■ THE PROBLEM ■
For each statement, say yes or no according to the post on statins that follows, and quote the words of the post that decide it. 1. The Heart Protection Study received £21 million in funding. 2. The editor of the British Medical Journal called the two critical articles flawed. 3. The Medical Research Council reports that 23 of the products and interventions from its collaborations are in wide-scale adoption.

[SOURCE DOCUMENT — start]

A few years ago, Big Pharma’s push to have everyone taking
cholesterol-lowering statins was starting to make news all over the place. See
for example this
article in the New York Times from 2008.
More recently, there has been more and more news emerging
about the downside of ingesting these drugs. More and more warnings against
starting on them. More research into the dangers. I was reading about this,
often, in the ‘natural health’ magazines. But following the recent publication of two scholarly articles
about the dangers of statins in the hallowed columns of the British
Medical Journal, the pushback has started in earnest.
A report in
the BBC today says that: “A leading
researcher on cholesterol-lowering statin drugs has accused critics of
misleading the public about the dangers of taking them.
Prof Sir Rory Collins
said two critical articles published in the British Medical Journal (BMJ) were
flawed. But BMJ editor Dr Fiona Godlee said they were well researched. The
drugs are already offered to about seven million people in the UK who have a
one-in-five chance of heart disease in the next decade. The National Institute
for Health and Care Excellence (NICE) says the scope for offering this
treatment should be widened to people with as low as a one in 10 or 10% risk to
save more lives. Its recommendation follows a study which was overseen by
Professor Collins' team at Oxford University. Prof Collins criticised articles
in the BMJ by John Abramson from Harvard medical school, and Aseem Malhotra, a
UK cardiologist, who both claimed statins caused harmful side effects and did
not reduce mortality.”
Professor Rory Collins is the lead investigator of the Heart Protection Study - the
largest trial in the world of cholesterol-lowering therapy. According to the
official press release, the funding of £21
million for the study was provided by the UK's Medical Research Council (MRC),
the British Heart Foundation (BHF), and the pharmaceutical companies Merck & Co. Inc.
and Roche Vitamins Ltd.
The Medical Research
Council website tells me that: “Alignment
with industry remains at the heart of the MRC's strategy and delivery
plans and there is continued commitment to develop and sustain close and
productive collaborations with companies in the UK. …The MRC has promoted partnerships with more
than 500 companies, ranging from the large pharmaceutical companies
to small and medium sized healthcare companies. To date, collaborative efforts
have resulted in the development of 518 products and interventions, with
23 of these currently in wide-scale adoption.”
Oh yes, the Heart Protection Study press release is at great
pains to point out that “The study was,
however, designed, conducted and analysed entirely independently of all funding
sources by the Clinical Trial Service Unit (CTSU)
of Oxford University.” Independently? One of the co-directors of the CTSU
is Prof Sir Rory Collins. And the CTSU also gets some of its core funding from the
Medical Research Council, (and some from Cancer Research UK, which also goes in
for ‘corporate partnerships’)
And you still think Big Pharma isn’t pulling the strings?
Big Pharma will always be pulling the strings. Money input via funding and partnerships will always be the pulling power for Pharma. Politics and money remain the biggest evil for society.
ReplyDeleteI agree Sarina. Sad but true.

[SOURCE DOCUMENT — finish]
[INFORMATION SHOWN — start]

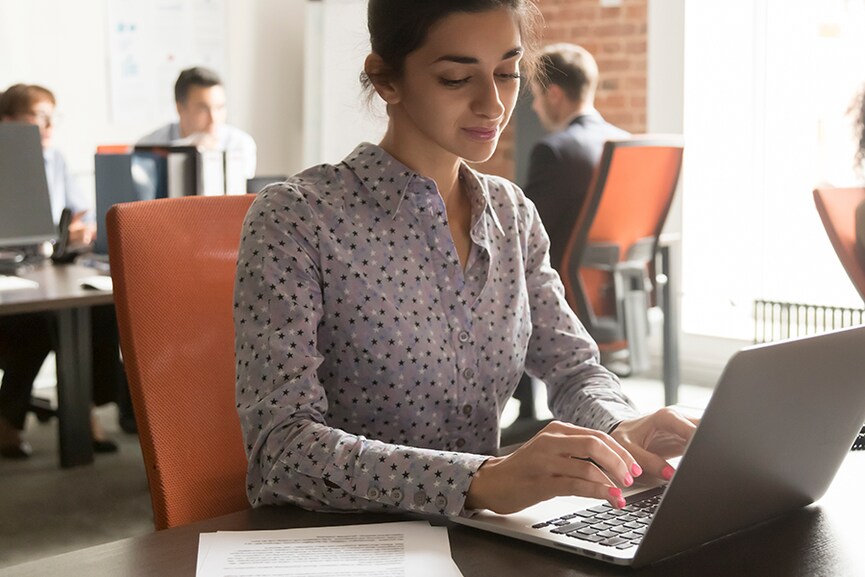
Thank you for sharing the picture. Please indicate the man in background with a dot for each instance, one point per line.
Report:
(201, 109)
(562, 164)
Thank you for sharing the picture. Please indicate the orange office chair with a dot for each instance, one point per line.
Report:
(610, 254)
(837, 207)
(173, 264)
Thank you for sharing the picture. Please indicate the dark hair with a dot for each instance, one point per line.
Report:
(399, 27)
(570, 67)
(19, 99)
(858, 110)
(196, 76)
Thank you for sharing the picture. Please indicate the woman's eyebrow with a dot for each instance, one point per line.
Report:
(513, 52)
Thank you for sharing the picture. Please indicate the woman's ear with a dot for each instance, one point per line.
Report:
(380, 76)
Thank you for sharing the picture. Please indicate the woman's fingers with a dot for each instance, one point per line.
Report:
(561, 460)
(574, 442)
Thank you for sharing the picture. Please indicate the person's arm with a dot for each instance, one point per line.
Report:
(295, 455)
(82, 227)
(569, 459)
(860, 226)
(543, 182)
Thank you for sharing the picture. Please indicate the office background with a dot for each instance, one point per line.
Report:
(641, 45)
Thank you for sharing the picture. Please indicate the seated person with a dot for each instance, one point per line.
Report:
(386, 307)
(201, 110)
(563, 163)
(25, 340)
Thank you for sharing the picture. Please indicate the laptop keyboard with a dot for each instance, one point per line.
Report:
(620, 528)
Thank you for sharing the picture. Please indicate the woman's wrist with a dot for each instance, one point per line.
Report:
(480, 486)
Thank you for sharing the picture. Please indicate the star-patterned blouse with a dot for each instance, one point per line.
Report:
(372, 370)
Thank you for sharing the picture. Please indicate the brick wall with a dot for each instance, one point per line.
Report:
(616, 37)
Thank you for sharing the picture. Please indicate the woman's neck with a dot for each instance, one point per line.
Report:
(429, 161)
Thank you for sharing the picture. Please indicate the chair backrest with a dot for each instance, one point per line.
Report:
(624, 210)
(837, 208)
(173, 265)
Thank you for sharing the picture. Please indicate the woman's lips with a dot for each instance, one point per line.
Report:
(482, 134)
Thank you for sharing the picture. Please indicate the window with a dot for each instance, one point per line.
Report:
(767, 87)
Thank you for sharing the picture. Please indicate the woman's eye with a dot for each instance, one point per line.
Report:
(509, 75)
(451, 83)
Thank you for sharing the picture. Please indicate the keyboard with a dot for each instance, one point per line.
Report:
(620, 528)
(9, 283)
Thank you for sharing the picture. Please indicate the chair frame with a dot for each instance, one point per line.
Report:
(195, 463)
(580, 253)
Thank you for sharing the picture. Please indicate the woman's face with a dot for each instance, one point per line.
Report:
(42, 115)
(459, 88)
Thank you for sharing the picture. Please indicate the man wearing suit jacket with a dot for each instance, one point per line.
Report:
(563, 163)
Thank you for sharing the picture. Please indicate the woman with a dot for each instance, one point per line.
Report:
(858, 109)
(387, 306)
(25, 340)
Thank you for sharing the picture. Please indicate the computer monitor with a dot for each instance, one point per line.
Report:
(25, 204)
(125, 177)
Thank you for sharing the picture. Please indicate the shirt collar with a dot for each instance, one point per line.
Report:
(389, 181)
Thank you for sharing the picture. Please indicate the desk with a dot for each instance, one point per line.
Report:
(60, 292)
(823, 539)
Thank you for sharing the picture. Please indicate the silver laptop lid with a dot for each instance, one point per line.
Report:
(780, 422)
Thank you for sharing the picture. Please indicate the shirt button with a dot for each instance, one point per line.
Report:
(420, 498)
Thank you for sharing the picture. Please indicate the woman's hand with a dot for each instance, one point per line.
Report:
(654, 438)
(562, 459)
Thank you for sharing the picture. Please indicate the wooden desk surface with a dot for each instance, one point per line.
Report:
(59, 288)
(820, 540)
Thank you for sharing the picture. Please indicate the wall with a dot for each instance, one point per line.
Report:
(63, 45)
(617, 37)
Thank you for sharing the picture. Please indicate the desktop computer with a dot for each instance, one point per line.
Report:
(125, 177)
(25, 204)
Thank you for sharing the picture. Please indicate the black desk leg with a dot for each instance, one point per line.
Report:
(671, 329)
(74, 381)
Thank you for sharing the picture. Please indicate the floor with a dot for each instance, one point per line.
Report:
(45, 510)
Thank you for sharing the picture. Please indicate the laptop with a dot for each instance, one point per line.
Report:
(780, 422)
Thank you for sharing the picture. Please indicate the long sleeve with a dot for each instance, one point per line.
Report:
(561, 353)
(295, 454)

[INFORMATION SHOWN — finish]
[INFORMATION SHOWN — start]

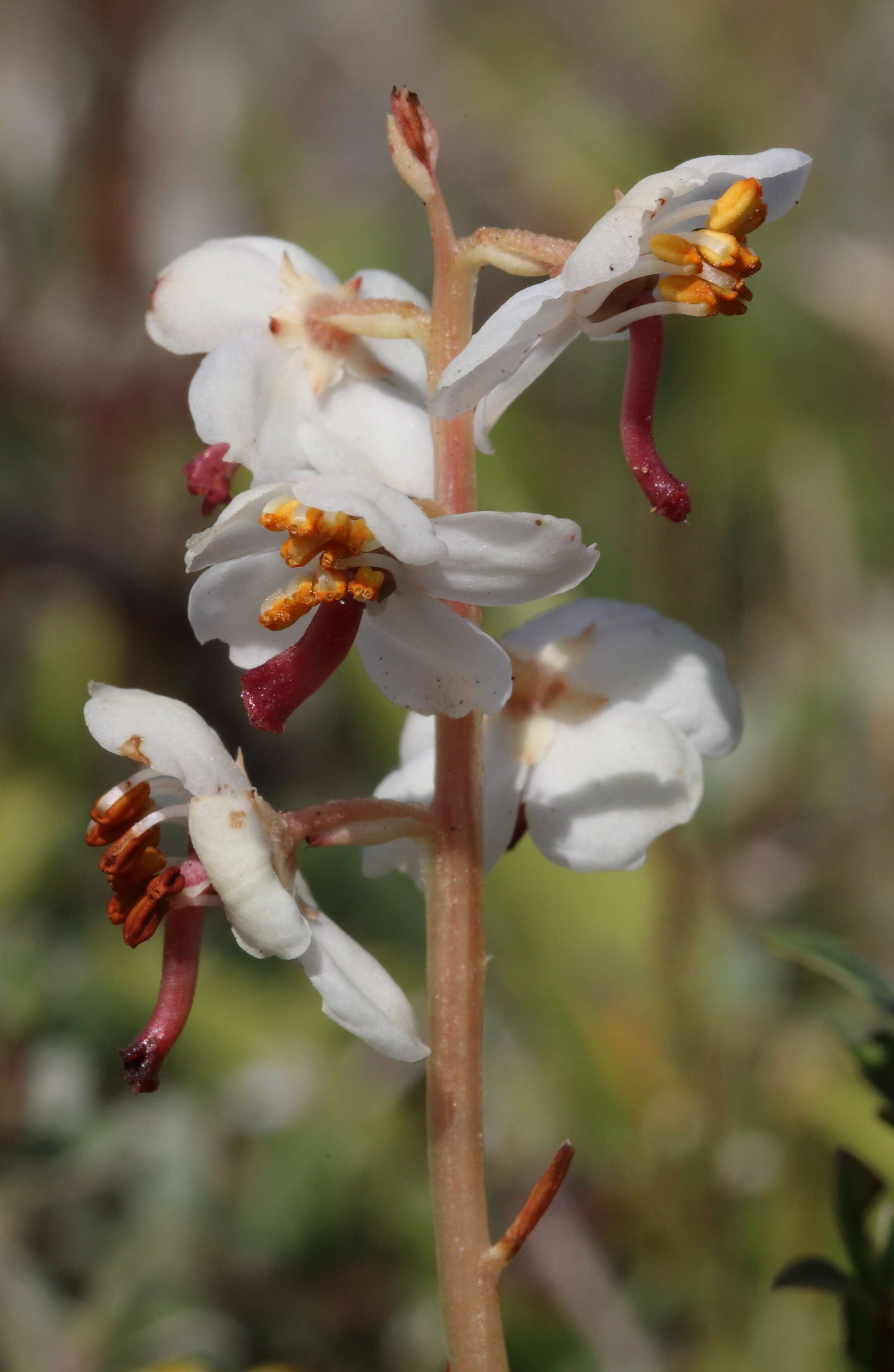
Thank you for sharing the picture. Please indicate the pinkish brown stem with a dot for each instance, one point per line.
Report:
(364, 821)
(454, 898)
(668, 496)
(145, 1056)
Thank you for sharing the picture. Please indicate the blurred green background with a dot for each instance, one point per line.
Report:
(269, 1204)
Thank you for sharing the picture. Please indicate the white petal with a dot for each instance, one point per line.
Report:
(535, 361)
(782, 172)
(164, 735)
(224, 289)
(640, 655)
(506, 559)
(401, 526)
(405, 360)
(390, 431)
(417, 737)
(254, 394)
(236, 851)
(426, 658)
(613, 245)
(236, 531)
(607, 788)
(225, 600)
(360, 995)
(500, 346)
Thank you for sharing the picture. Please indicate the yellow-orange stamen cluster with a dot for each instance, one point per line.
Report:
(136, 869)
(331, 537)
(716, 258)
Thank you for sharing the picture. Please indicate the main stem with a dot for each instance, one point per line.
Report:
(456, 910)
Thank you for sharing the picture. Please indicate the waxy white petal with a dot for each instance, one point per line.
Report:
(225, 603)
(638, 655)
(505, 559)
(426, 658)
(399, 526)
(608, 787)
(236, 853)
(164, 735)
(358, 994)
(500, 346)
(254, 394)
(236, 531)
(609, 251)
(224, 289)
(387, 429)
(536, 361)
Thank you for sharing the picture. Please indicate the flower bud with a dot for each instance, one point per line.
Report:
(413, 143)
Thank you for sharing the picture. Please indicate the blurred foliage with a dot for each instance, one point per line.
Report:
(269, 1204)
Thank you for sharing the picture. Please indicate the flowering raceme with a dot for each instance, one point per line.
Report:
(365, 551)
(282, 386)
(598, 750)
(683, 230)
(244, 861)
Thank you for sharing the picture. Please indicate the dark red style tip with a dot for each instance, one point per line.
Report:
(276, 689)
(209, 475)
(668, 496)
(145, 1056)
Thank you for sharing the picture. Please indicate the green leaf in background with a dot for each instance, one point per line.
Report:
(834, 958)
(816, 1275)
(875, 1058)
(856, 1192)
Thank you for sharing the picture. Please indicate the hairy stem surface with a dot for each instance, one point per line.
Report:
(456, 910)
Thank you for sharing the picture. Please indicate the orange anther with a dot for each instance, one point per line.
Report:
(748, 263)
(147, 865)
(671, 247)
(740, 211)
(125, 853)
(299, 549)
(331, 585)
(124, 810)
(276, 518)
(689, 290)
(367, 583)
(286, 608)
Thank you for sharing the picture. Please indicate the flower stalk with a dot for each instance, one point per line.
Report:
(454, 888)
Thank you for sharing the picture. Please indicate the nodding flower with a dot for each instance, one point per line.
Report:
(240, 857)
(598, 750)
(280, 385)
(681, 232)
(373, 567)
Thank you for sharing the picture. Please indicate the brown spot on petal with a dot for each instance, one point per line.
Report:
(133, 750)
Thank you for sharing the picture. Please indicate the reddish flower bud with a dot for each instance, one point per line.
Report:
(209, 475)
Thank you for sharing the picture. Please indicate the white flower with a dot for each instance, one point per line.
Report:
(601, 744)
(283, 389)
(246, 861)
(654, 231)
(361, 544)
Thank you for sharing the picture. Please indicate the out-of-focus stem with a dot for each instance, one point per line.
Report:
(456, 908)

[INFORMATION SHOWN — finish]

■ RESULT OF THIS EXERCISE ■
1. Yes: "the funding of £21 million for the study was provided by the UK's Medical Research Council (MRC), the British Heart Foundation (BHF), and the pharmaceutical companies Merck & Co. Inc. and Roche Vitamins Ltd."
2. No: "But BMJ editor Dr Fiona Godlee said they were well researched."
3. Yes: "collaborative efforts have resulted in the development of 518 products and interventions, with 23 of these currently in wide-scale adoption."